Your answer must be an exact copy of the lines from the one holding "Query: rough rock surface" through the last line of the entries below, with nothing added.

---------- DATA IN THIS EXERCISE ----------

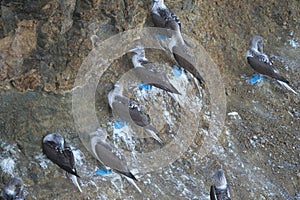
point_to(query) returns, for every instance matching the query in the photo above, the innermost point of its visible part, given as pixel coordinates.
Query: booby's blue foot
(119, 124)
(103, 171)
(177, 71)
(255, 79)
(145, 86)
(160, 37)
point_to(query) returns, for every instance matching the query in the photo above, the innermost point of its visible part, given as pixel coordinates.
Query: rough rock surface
(43, 44)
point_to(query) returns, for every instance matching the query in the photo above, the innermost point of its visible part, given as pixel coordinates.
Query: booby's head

----------

## RESULT OF THE TASK
Query: rough rock surface
(43, 44)
point_to(query) returns, for every instance matching the query in the photo above, the innermost point of its visible part, given as pixel coordinates.
Query: booby's head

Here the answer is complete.